Goal of the exercise: Please restate the following records word for word.

=== Records for processing ===

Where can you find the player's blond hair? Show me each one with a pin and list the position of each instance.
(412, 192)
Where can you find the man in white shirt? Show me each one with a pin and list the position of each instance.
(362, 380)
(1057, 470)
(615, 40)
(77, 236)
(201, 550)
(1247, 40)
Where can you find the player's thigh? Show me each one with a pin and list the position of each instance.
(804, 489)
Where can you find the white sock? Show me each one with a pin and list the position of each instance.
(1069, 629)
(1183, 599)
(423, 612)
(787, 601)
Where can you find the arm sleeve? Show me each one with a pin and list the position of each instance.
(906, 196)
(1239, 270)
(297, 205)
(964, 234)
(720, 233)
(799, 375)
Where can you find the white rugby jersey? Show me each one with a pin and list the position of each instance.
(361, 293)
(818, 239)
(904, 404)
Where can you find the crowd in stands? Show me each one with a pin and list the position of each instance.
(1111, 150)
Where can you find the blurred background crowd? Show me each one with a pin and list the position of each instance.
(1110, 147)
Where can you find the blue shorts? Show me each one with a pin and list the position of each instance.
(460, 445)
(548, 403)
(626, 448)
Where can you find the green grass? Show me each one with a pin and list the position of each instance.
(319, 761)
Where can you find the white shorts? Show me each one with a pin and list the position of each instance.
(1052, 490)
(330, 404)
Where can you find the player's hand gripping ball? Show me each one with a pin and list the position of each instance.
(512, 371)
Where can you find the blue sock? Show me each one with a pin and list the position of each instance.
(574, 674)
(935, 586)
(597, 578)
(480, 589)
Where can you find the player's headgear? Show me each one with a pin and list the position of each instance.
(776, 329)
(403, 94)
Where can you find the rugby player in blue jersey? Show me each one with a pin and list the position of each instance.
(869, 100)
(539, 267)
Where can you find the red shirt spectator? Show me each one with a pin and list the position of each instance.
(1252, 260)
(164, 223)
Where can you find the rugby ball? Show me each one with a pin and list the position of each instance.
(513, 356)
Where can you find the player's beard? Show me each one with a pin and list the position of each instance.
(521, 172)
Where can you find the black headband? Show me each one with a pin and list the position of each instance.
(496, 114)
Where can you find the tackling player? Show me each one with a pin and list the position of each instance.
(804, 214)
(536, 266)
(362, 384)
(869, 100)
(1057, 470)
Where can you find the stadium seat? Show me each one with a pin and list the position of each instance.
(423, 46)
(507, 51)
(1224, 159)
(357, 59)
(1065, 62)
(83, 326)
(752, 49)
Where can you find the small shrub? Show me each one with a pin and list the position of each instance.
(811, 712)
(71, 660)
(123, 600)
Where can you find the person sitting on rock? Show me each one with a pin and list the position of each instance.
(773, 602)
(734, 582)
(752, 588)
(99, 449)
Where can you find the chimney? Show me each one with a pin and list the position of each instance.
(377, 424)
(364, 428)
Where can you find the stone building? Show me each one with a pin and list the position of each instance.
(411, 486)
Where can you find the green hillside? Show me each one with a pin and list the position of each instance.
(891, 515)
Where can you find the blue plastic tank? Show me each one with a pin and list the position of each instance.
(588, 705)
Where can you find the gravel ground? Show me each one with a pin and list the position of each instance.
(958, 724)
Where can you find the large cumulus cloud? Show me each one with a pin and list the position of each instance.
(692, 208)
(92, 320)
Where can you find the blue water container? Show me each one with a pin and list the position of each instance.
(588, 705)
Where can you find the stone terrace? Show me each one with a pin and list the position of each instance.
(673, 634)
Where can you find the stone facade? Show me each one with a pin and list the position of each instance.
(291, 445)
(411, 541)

===

Response to this task:
Where can you find the player's blond hair? Show me each one with a pin and list the position of each instance.
(412, 192)
Where can you find the man in white shirt? Show me each one with a pin and list the position of each instance.
(362, 380)
(1057, 470)
(615, 40)
(77, 236)
(201, 550)
(1247, 40)
Where can you find the player's thigh? Show me each one with a pin and list the position of each instance.
(804, 489)
Where can you find the white sock? Show me each one with a pin and list the position of each instance.
(1069, 629)
(1183, 599)
(423, 612)
(787, 601)
Where can you find the arm sleeve? Show me each one with a pin and list the position of each instance.
(906, 196)
(1239, 270)
(297, 205)
(964, 234)
(720, 233)
(799, 375)
Where can you find the white rugby jersey? Show me each one with a pin and list the position of each instance.
(361, 293)
(818, 239)
(904, 404)
Where can you find the crowd in stands? Show me each one with a pin and list the position of each instance.
(1111, 150)
Where can you find the blurred background crowd? Show me each one with a pin and list the position of each instance.
(1110, 147)
Where can you find the blue shorts? Show me each one with a pin and list the position of each instance.
(460, 445)
(548, 403)
(626, 448)
Where can you find the green grass? Show me each one with a pin and list the position of each instance.
(319, 761)
Where can you find the white shorts? Show me each one with a pin and list the position of each instance.
(1052, 490)
(330, 404)
Where can you find the player's hand gripping ball? Show me each one with a pin and list the position of each instance.
(512, 371)
Where can you find the blue sock? Show me each one with a pin and list the position of each instance.
(574, 674)
(935, 586)
(597, 578)
(480, 589)
Where can you find the player's headgear? Show me each one with a pin and list the position of each instance.
(776, 329)
(403, 94)
Where can you find the rugby player in blue jersey? Show me each one with a pin and list the position of each instance.
(869, 100)
(539, 267)
Where can you find the red shirt spectator? Show me each one with a pin and list the position of each instance.
(1252, 260)
(164, 223)
Where can you find the rugby ball? Show me each one with a pin and list the position of each instance.
(513, 356)
Where can you find the player's beard? Show me each one with a pin and list the position of each instance.
(521, 172)
Where can you find the black headband? Show me each one with a pin and list the position of each instance.
(496, 114)
Where can you find the tackling player? Show me each one with a pin and list the position of each instance.
(804, 214)
(536, 266)
(362, 384)
(869, 100)
(1057, 470)
Where can you find the stadium seat? Show me each one with a pin and list the position of each instance.
(423, 46)
(507, 51)
(1224, 159)
(357, 59)
(1065, 62)
(83, 326)
(752, 49)
Where can you find the small shrub? Show me each one with a pin and list the position of each instance.
(811, 712)
(71, 660)
(123, 600)
Where can you find the person sitting on rock? Show me each one with a pin and list the position of each instance.
(773, 602)
(734, 582)
(752, 588)
(99, 449)
Where can you find the chimney? Show me each one with a pin and list the position of each instance.
(377, 424)
(364, 428)
Where can you find the stone building? Show me each one with a pin and list the position of each instance.
(411, 486)
Where can you find the green hillside? Show me each one with a pin and list the position of each instance.
(891, 515)
Where can you find the blue plastic tank? Show me each one with a pin and list the position of each instance.
(588, 705)
Where can you find the gravel ground? Show me each one with a pin and list the position of each instance.
(958, 724)
Where can you find the large cumulus cloud? Show me each one with a pin and list the position of each instance.
(692, 208)
(92, 320)
Where can you find the blue water container? Show me each one with a pin and list the position of each instance.
(588, 705)
Where can you find the stone terrace? Show me each one with a pin and list the position of each instance.
(673, 634)
Where can you find the stone facade? Show me each one with a pin and list the position of each instance.
(291, 445)
(411, 541)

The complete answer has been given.